### 提示された文章
1次~3次予防のタイミングは、それぞれ次のようになります。
- 1次予防
- 認知症の発症前:認知症の原因である基礎疾患の予防と生活習慣の改善
- 2次予防
- MCI(軽度認知障害)の段階:認知症へ移行する前のMCIの段階での早期発見と予防
- 3次予防
- 病気の発症後:薬で病気の治療を行いつつ、リハビリや適切なケアで病気の進行を遅くするよう予防
認知症発症後の3次予防が大切な理由
リストからも分かる通り、1~2次予防は病気を発症する前であり、3次予防は病気を発症した後です。
一般的な病気の場合は、1~2次のことを「予防」、3次を「治療」と言います。しかし、認知症の場合は病気を発症後も予防を怠ってはいけません。その理由は2つあります。
- 1つ目の理由は、認知症の多くは、アルツハイマー病に代表されるように、何年もかけて症状が悪化していくのが特徴であり、その間に薬やリハビリテーション、適切なケアを行うことで病気の進行を遅くすることが可能です。したがって、「3次予防をする人」と「何もしない人」では、進行スピードは雲泥の差であり病気の予後に大きな影響を与えます。

### 課題の指示
認知症予防についての文章で、2次予防はどの段階で行うとされているか。

### 利用可能なデータ
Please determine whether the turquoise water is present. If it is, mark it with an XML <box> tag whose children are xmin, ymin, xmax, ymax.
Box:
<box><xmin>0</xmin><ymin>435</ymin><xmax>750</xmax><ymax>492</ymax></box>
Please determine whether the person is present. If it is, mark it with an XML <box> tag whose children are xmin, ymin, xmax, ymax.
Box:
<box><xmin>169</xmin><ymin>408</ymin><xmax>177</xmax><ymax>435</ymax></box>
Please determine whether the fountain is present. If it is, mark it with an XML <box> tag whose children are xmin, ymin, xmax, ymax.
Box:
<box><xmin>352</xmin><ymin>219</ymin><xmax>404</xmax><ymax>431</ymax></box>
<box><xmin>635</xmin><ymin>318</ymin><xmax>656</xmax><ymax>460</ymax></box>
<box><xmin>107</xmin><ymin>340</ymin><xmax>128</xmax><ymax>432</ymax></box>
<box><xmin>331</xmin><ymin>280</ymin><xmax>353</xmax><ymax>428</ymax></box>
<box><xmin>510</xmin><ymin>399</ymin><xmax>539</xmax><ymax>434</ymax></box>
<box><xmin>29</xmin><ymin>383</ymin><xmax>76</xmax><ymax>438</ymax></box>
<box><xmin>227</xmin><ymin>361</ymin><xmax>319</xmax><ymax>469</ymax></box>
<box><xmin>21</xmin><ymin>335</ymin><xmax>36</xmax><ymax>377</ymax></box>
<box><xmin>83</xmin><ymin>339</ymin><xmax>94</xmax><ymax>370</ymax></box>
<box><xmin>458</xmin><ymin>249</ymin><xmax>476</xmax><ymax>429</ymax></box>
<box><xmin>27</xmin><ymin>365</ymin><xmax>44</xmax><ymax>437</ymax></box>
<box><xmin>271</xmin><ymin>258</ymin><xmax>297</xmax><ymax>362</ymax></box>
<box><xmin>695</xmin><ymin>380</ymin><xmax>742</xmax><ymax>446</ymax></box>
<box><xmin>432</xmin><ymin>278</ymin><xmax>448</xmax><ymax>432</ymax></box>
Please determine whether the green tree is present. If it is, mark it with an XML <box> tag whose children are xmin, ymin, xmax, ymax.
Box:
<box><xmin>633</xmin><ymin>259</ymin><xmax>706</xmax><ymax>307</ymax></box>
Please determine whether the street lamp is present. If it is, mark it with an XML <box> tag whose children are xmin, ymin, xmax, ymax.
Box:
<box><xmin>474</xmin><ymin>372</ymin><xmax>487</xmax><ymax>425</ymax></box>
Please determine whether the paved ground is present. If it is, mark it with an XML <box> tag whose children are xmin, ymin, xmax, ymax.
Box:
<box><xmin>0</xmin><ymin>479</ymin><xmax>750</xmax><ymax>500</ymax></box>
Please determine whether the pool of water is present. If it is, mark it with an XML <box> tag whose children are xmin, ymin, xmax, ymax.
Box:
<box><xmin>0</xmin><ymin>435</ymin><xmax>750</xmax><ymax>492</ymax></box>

### 解答
MCI(軽度認知障害)の段階で行うとされている。